» **REQUIRED WORK**: The answer should hold nothing but the lines from the one with "Objective — a point for each instance of the hanging" through the end of the listing below, each exactly as written.

[Start of Attachment]

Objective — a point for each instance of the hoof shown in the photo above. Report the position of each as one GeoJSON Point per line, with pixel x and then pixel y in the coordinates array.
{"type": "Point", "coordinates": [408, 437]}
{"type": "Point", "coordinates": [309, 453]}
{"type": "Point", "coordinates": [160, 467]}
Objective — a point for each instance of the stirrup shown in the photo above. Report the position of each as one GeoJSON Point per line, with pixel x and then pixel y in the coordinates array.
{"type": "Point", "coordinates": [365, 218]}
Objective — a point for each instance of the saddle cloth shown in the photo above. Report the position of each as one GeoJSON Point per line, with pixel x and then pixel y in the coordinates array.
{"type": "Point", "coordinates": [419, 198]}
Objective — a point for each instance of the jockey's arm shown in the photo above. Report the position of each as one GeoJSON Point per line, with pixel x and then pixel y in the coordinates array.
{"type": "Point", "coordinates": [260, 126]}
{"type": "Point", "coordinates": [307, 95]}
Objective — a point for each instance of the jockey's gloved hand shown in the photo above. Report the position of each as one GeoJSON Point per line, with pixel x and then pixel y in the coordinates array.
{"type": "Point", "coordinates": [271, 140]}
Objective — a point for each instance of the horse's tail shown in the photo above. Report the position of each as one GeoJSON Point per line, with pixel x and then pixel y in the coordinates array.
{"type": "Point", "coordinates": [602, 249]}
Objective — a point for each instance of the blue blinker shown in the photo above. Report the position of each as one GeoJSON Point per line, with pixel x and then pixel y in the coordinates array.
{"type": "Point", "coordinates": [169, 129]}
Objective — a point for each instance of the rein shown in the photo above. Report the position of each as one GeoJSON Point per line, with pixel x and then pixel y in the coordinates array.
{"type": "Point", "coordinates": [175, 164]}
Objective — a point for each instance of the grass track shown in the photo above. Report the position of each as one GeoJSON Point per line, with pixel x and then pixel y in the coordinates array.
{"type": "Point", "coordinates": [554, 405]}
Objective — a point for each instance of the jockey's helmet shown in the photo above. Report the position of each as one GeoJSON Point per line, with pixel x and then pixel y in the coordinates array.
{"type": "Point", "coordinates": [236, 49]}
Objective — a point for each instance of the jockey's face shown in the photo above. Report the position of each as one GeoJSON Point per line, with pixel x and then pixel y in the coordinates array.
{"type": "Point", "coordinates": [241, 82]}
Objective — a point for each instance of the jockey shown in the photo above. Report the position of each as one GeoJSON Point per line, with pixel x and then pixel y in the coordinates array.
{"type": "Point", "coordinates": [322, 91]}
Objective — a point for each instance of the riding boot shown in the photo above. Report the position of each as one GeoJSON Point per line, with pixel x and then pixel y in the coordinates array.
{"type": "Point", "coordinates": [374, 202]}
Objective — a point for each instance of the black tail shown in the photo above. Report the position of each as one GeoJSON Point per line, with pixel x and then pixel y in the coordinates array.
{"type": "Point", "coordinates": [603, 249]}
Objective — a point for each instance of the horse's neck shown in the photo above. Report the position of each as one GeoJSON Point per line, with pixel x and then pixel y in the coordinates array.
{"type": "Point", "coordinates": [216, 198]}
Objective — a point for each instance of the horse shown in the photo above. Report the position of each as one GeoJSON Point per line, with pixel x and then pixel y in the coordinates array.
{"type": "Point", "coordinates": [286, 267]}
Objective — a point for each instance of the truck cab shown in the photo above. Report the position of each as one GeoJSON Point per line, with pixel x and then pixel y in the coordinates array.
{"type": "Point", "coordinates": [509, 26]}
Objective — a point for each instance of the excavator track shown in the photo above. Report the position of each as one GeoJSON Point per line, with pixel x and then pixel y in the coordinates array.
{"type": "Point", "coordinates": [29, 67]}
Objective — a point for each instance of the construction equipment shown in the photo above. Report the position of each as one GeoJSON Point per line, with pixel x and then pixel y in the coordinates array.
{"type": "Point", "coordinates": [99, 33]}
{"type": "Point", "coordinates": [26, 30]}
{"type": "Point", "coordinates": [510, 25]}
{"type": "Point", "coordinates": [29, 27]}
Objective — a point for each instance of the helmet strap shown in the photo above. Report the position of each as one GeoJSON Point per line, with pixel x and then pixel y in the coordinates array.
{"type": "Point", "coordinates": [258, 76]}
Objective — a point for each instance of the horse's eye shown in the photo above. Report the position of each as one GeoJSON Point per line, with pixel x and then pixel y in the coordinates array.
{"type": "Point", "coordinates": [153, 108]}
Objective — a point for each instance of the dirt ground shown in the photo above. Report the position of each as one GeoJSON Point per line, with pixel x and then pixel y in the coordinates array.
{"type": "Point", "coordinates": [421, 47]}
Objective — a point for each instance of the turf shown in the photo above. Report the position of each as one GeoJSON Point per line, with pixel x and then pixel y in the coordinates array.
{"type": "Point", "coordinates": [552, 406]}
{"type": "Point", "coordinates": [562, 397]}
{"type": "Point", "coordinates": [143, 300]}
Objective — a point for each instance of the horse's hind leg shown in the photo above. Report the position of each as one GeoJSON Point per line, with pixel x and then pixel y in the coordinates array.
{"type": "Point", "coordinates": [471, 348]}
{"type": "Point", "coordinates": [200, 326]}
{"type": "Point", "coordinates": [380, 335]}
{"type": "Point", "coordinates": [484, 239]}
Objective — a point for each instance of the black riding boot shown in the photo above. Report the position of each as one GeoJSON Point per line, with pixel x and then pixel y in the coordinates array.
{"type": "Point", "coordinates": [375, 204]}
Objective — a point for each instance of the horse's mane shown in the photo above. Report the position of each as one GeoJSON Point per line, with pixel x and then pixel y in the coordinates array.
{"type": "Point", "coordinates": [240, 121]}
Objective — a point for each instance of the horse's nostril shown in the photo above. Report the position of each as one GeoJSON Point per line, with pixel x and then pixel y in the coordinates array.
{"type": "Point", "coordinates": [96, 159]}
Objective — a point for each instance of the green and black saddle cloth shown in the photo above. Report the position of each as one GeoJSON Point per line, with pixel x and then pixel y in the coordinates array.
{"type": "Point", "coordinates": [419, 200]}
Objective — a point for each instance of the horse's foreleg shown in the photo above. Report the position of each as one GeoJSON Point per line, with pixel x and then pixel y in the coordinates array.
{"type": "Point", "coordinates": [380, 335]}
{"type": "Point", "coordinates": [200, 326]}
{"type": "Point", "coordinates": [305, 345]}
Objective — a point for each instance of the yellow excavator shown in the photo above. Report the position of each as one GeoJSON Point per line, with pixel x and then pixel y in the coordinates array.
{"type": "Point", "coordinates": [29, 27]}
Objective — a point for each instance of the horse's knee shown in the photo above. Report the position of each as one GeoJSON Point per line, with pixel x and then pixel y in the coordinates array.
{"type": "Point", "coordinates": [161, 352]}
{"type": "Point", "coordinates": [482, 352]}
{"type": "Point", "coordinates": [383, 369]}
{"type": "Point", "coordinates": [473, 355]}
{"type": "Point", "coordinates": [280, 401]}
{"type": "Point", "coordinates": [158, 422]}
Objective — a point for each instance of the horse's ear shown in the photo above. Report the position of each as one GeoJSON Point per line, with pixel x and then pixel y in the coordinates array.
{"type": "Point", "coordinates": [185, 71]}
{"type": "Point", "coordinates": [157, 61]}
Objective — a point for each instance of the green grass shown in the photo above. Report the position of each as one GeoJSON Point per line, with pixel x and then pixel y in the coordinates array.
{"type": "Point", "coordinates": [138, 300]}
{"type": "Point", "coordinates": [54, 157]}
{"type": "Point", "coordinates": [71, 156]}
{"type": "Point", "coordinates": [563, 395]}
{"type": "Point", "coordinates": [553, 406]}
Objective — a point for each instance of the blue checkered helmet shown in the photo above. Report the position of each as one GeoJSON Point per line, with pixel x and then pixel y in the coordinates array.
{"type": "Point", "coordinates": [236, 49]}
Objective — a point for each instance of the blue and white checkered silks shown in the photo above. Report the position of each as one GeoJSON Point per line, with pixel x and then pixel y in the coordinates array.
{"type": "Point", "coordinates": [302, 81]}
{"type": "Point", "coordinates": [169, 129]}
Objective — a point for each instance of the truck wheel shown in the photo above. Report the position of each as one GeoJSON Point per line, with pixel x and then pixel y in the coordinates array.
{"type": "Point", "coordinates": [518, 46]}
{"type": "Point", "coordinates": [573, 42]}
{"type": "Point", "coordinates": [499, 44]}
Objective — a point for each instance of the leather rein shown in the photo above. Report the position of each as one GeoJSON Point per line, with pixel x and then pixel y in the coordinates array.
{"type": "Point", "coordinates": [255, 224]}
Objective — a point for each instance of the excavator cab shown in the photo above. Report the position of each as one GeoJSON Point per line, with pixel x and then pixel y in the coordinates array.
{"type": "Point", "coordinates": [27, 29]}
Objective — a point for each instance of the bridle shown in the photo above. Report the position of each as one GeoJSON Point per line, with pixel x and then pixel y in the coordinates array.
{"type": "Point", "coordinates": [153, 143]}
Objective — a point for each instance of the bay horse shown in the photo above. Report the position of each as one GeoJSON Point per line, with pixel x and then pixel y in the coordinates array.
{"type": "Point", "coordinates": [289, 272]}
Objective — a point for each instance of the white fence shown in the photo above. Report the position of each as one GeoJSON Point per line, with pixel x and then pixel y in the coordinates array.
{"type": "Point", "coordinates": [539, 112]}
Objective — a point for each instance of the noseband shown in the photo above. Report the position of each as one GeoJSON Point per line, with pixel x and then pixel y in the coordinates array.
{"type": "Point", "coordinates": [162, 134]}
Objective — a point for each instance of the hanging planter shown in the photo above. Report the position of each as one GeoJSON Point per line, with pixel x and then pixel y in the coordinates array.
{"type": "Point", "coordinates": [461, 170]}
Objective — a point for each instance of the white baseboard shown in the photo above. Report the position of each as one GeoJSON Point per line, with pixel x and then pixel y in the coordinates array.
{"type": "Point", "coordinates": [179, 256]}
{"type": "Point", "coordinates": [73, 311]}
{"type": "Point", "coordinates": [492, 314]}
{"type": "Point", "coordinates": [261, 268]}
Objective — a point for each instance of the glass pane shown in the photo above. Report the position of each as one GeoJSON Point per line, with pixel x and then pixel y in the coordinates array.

[End of Attachment]

» **SOLUTION BELOW**:
Objective — a point for each instance of the hanging planter shown in the photo above. Report the position of each as one GeoJSON Point per line, with pixel x and then pixel y in the coordinates array.
{"type": "Point", "coordinates": [461, 170]}
Objective — a point for each instance of the white baseboard shown in the photo above. Report the position of each as one GeoJSON Point per line, with pixel x and then pixel y in the coordinates array.
{"type": "Point", "coordinates": [179, 256]}
{"type": "Point", "coordinates": [73, 311]}
{"type": "Point", "coordinates": [492, 314]}
{"type": "Point", "coordinates": [261, 268]}
Objective — a point for each instance of the glass pane shown in the photo above. Report the position of each as one GeoJSON Point per line, with pixel x and then pixel y in the coordinates array.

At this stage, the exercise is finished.